■ KUTIPAN ■
⁂

Itulah di revisi PP disebutkan itu perlu diatur. Teknisnya itu nanti Kemperin dan Kemendag yang keluarkan.
Berarti regulasi Kemenperin mendahului?
Meskinya mereka tanya dulu Badan POM, tanya ke Kemenkes, dan pihak lain. Kan subjeknya di sini tidak hanya Kemenperin. Ada Kemenkes, ada BPOM, ada Kementerian PPPA.
Apakah ada koordinasi dengan Kemenko Perekonomian untuk mengatasi permasalahan seperti ini?
Pertama kami yakni Kemenkes, Kementerian PPPA, saya juga dan mitra sudah menghadap ke Sesmenko Perekonomian, Pak Susiwijono, waktu itu sebagai Plt Deputi bidang yang menangani produk tembakau. Kami sampaikan perlu bersama-sama agar mendorong merevisi PP 109, mengatur penjualan rokok ketengan, PHW, serta mendorong industri ini tidak naik. Kalau mau makin naik harus jelas menjualnya jangan di Indonesia.
Kayak gitu, sudah kami komunikasikan ke Kemenko Perekonomian. Pertemuannya sebelum uji publik. Kami juga sampaikan bakal mengajukan uji publik pertama revisi PP 109. Secara subtansi sudah lama ada. Ini bagian penting untuk meningkat kepedulian dan keberpihakan tentang perlindungan anak-anak dari asap rokok.
Jadi fokus saya komitmen terhadap generasi berikutnya. Kalau yang sudah tua memang kesenangannya itu, silakan saja merokok. Tapi jangan menyuruh cucunya untuk merokok.
Bagaimana Kemenko PMK menghadapi polemik terhadap wacana Revisi PP 109/2012?
Saya pun secara pribadi tidak mendorong penutupan petani maupun industri tembakau, sama sekali tidak. Kita hanya mendorong keseimbangan dari berbagai kepentingan. Tetap industrinya ada, tetap petaninya ada. Saya sayang terhadap petani Indonesia. Jangan sampai petani kita dikalahkan oleh produk tembakau impor.
Sudahlah, apa yang ada di tempat kita produksi, kemudian kita ekspor. Petani kita harus mendapatkan bagian dari DBHCHT untuk meningkatkan kualitas, untuk meningkatkan kuantitas tidak masalah. Jangan malah petani kita ditimbun sama tembakau pihak luar. Itu yang saya merasa kita tidak berpihak kepada bangsa kita.

⁂

■ KUMPULAN BARIS ■
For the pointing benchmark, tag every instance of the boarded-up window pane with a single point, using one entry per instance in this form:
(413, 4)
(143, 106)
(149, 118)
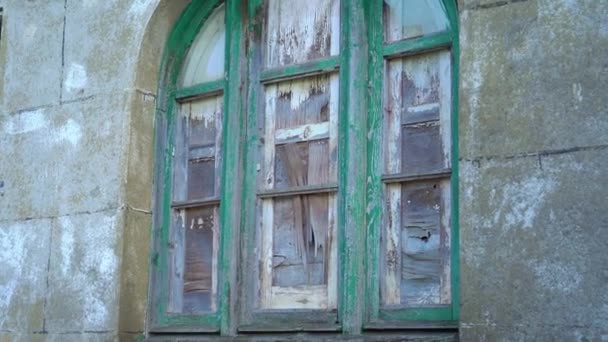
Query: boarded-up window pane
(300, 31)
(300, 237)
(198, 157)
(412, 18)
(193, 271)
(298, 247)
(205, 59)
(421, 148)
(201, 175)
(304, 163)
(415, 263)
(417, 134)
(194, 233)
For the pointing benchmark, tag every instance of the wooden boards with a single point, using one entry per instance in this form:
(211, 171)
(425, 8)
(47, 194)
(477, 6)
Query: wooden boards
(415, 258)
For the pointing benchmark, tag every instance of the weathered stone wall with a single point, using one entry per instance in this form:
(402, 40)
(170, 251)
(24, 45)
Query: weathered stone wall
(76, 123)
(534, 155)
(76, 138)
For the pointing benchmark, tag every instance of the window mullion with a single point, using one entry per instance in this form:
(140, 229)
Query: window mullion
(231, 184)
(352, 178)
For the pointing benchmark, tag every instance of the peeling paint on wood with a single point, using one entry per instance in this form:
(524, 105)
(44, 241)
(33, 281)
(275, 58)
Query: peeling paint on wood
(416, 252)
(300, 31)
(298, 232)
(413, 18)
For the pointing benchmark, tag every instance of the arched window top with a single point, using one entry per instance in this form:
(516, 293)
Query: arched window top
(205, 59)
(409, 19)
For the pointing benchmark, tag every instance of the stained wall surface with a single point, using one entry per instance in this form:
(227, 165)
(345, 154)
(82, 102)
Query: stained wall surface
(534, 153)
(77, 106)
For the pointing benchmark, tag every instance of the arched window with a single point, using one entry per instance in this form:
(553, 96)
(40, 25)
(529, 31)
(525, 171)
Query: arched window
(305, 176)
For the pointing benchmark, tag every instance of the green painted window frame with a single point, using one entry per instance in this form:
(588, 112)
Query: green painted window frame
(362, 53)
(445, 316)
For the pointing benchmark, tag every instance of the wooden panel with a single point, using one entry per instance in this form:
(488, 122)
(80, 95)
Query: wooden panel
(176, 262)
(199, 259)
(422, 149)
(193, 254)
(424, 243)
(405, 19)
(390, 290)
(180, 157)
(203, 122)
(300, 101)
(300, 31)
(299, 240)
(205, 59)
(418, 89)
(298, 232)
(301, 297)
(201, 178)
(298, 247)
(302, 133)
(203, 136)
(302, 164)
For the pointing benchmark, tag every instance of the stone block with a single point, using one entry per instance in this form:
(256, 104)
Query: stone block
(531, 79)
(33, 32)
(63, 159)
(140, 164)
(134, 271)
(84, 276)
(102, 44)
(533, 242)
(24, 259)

⁂

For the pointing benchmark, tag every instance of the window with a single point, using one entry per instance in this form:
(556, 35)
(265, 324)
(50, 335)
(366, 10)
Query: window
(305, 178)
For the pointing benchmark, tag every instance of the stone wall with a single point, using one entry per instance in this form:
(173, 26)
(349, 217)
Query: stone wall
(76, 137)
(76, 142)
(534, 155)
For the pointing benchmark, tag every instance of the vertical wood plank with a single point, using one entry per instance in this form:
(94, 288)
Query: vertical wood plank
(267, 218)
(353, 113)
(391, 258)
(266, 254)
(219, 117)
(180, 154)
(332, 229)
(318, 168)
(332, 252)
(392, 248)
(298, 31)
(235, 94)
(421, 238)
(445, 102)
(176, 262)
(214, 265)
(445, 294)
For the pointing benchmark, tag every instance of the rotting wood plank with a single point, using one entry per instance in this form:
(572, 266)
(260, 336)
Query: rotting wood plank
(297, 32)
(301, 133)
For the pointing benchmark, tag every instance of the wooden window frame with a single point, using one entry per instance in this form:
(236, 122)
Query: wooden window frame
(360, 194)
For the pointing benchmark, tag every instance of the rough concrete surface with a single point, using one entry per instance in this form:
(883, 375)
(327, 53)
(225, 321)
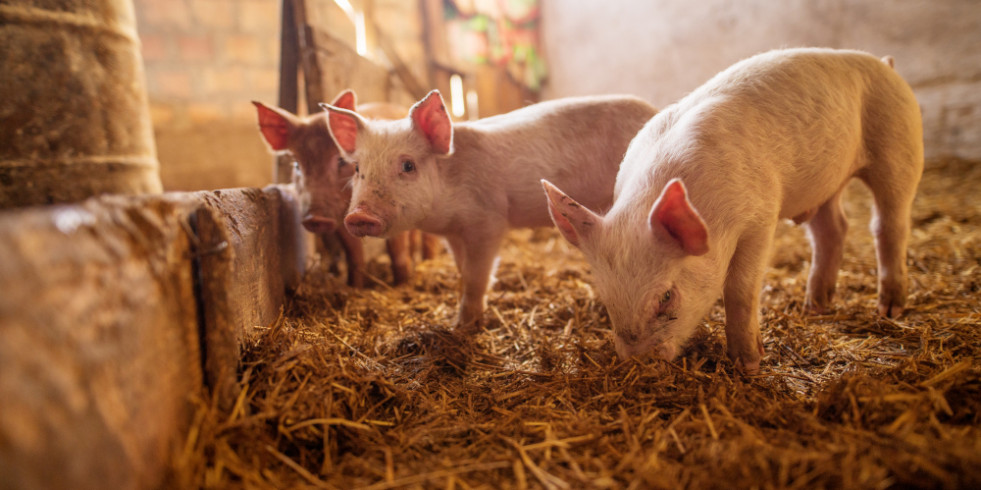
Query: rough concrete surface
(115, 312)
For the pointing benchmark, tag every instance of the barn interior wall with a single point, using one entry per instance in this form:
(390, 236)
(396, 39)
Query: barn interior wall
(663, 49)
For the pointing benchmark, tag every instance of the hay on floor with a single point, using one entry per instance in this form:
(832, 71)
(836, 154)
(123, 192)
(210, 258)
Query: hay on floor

⁂

■ TUGAS YANG DIKERJAKAN ■
- 1) Salin dengan tepat bagian kutipan wawancara tentang revisi PP 109/2012 mulai dari "Meskinya mereka tanya" sampai dengan "permasalahan seperti ini?".
- 2) Lanjutkan kutipan wawancara tentang revisi PP 109/2012 setelah kalimat terakhirnya.

■ KUNCI JAWABAN ■
- 1)
Meskinya mereka tanya dulu Badan POM, tanya ke Kemenkes, dan pihak lain. Kan subjeknya di sini tidak hanya Kemenperin. Ada Kemenkes, ada BPOM, ada Kementerian PPPA.
Apakah ada koordinasi dengan Kemenko Perekonomian untuk mengatasi permasalahan seperti ini?

- 2)
Kita harus berpihak kepada petani kita, pada lahan kita, pada budaya menanam tembakau. Itu saja kalau tanpa impor sudah kemajuan yang luar biasa. Kemudian industri jangan menyasar kelompok anak-anak.
Bagaimana angka perokok di Indonesia?
Data terakhir sudah 70 juta yang merokok. Apakah mau 100 juta yang merokok, saya tanya begitu saja. Kalau 100 juta itu dua kali penduduk korea selatan, kalau 100 juta itu 20 kali penduduk aingapura. Apa maunya industri ini? Tahun lalu sekitar 60 juta, sekarang sudah 70 juta.
Itulah keprihatian kita semua. Keberpihakan terhdap paru-paru kita ini dipertanyakan. Luas paru-paru kita itu 150 meter persegi. Kalau jadi kebun rokok, itu bagaimana, yang tambah kaya kan itu pengusaha, kan di sini ada perokok, pengusaha, dan petani. Petani tidak kaya, pengusahanya yang makin raya.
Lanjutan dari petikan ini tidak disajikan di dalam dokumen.